- Text excerpt -
FLAME in the news | July 16, 2021

Unlike today’s Bollywood actors, Dilip Kumar never withheld from speaking his mind

The recent demise of thespian Dilip Kumar has led to an outpouring of grief on social media and quite rightly so. The nation has just lost one of its most consummate actors who will always be cherished for his versatility. While reminiscing his work, people will discuss Daag, Naya Daur, Madhumati, Sagina Mahato, Shakti and other films. Though he had retired from acting and was ailing for a long time, his presence served as a reminder of a sensibility that has now come to elude the contemporary Hindi film industry.

Standing up for causes

Kumar was a successful actor, a superstar so to speak who never withheld from speaking his mind or endorsing the causes that he believed in, most of which were humanitarian. He was regularly involved in relief work during the various riots that rocked Mumbai. He stood resolute with Deepa Mehta when she was vilified and attacked during the release of her controversial film, Fire. Kumar frequently spoke against and denounced acts of fascism and majoritarian fanaticism. In the late 1990s, he went to Lucknow to express solidarity with the cultural organisation, Sahmat, after it met with a vicious attack by communal goons. Kumar’s detractors bayed for his blood and often threatened him with consequences by regularly protesting outside his Mumbai residence, but the actor refused to yield to political pressure.

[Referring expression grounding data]
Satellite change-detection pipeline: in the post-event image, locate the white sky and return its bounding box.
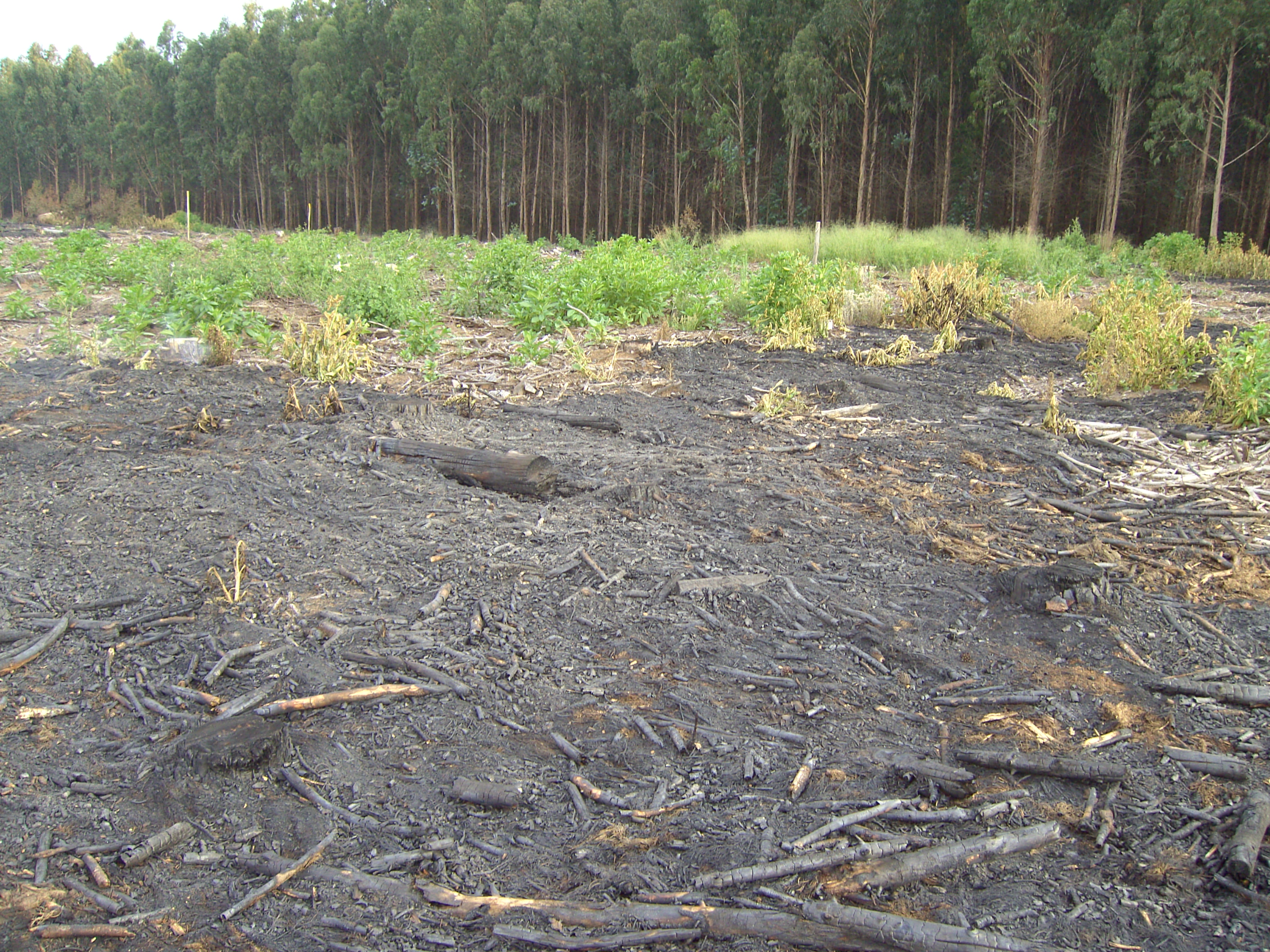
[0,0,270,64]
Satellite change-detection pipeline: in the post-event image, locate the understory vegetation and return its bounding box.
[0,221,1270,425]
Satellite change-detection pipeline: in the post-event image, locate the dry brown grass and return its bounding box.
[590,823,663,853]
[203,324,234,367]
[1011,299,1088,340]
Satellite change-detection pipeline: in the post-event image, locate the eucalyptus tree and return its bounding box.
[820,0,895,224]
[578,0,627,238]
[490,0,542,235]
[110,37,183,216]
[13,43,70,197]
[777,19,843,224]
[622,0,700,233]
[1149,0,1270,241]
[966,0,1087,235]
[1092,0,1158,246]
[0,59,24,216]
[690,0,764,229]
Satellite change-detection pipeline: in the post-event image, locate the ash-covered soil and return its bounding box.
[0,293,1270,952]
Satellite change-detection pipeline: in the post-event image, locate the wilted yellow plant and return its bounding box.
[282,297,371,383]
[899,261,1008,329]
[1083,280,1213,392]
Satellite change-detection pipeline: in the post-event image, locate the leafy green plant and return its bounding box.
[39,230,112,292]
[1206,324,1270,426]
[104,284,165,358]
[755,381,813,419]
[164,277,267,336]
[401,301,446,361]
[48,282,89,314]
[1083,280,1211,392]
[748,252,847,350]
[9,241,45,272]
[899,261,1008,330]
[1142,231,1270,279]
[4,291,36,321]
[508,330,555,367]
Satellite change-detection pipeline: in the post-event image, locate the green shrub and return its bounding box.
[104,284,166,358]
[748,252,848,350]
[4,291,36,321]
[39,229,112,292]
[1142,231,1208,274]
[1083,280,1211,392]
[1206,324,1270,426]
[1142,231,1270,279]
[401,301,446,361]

- Required work -
Continue the article on Dilip Kumar from the point where it stops.

- Answer section -
This idealism or ability to confront the truth is a rarity in contemporary Bollywood. Increasingly, over the last few years, its films have taken a hypernationalistic turn, often distorting history to please a certain majoritarian sentiment. This distortion of history via film is an effective strategy aimed at proselytisation. There are several examples of such films, including Kesari, Tanhaji and Panipat. The trend of such films has increased. Several are in the pipeline clearly with an eye on commercial benefits.

What are the top stars of Bollywood doing to combat the climate of hate that prevails in the country? Most of them have gone silent. Some who spoke up in the past were viciously trolled into silence, their films threatened with boycott. Commercial gains have suppressed larger interests. At the end of the day, it is a commerce-driven industry, and the personal wealth of the stars is also determined by the prospects of their films. However, this same lot that can’t stop talking about Kumar as an inspiration to them needs to engage in some self-reflection. Here, perhaps we also need to ask: was Dilip Kumar part of a different India where an actor could protest and still get work without the fear of larger curbs? It must be said that Kumar was also enthused by the progressive ideals of a newly independent India which the current lot of superstars lack completely.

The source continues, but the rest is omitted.